▶ **WRITTEN EXERCISE**
Type every record exactly as it appears.

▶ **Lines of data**

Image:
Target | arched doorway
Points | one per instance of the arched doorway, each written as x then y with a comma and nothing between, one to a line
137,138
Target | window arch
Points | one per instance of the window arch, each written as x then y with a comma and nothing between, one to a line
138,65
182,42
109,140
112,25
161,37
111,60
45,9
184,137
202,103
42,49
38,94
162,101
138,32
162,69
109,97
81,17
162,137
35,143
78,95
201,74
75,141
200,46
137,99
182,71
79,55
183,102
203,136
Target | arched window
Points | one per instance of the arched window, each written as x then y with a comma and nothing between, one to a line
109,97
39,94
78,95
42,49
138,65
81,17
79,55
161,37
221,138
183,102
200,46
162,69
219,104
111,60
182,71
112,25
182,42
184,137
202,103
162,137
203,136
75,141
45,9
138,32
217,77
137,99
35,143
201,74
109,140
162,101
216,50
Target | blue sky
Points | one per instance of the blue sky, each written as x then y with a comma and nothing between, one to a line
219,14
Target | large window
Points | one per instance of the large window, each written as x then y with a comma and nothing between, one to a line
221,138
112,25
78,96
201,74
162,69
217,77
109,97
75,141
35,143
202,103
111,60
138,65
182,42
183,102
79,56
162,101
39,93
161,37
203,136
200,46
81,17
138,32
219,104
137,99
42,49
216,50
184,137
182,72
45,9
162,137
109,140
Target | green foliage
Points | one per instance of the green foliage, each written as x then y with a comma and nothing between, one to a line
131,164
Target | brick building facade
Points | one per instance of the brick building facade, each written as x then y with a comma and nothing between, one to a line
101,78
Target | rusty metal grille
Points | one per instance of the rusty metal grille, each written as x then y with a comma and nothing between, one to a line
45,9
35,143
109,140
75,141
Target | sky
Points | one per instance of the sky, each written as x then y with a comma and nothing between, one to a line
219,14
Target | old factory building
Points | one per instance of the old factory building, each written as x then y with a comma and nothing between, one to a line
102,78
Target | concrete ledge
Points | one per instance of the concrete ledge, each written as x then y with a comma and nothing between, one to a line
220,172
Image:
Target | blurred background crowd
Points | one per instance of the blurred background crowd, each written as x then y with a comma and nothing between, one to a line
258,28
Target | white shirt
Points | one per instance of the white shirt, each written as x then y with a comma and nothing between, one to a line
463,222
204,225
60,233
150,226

▶ **OUTPUT BELOW**
Image:
Target | arched doorway
Points | one per instance of the arched doorway, each written as x then y with a comma and nothing between, one to a line
137,138
Target | window arch
Points | one per instance of the window arch, each written as x then y with a comma and nothing between, one to a line
138,65
182,42
109,140
112,25
161,37
111,60
45,9
184,137
202,103
42,49
38,94
162,101
138,32
162,69
109,97
81,17
162,137
35,143
78,95
201,74
75,141
200,46
137,99
182,71
79,55
183,102
203,136
Target | arched window
Points | one per instance of the arched window, each written as x then y with a comma and nothing between, one to a line
109,97
39,94
78,95
42,49
138,65
81,17
79,55
161,37
221,138
183,102
200,46
162,69
219,104
111,60
182,71
112,25
182,42
184,137
202,103
162,137
203,136
75,141
45,9
138,32
217,77
137,99
35,143
201,74
109,140
162,101
216,50
Target | blue sky
Points | one per instance of the blue sky, each written as x then y with a comma and nothing between, one to a line
219,14
Target | large window
Points | one per instance of the large window, each written as x then y with a comma and nothing between, one to a line
221,138
112,25
78,96
201,74
162,69
217,77
109,97
75,141
35,143
202,103
111,60
138,65
182,42
183,102
79,56
162,101
39,93
161,37
203,136
200,46
81,17
138,32
219,104
137,99
42,49
216,50
184,137
182,72
45,9
162,137
109,140
Target | green foliage
Points | one per instance of the green foliage, each written as x then y with a comma and nothing between, one to a line
131,164
Target | brick building facade
Points | one per instance of the brick building facade, each written as x then y with a comma and nothing between, one to a line
101,78
Target | rusty metal grille
Points | one per instance of the rusty metal grille, each written as x then y with a comma and nothing between, one to a line
45,9
35,143
109,140
75,141
Target | sky
Points | one per instance of the sky, each written as x then y with a comma and nothing between, one to a line
219,14
Target | old factory building
Points | one per instance of the old factory building, each written as x then y with a comma and nothing between, one to a line
102,78
Target | concrete ledge
Points | one per instance of the concrete ledge, each written as x then y with a comma and nothing between, one to a line
220,172
Image:
Target | blurred background crowd
Points | one per instance of the blurred background crowd, each written as x then y with a comma and nothing between, one to a line
258,28
Target | white shirt
Points | one per instance of the white shirt, each written as x then y with a comma and nothing between, one to a line
463,222
204,225
60,233
150,226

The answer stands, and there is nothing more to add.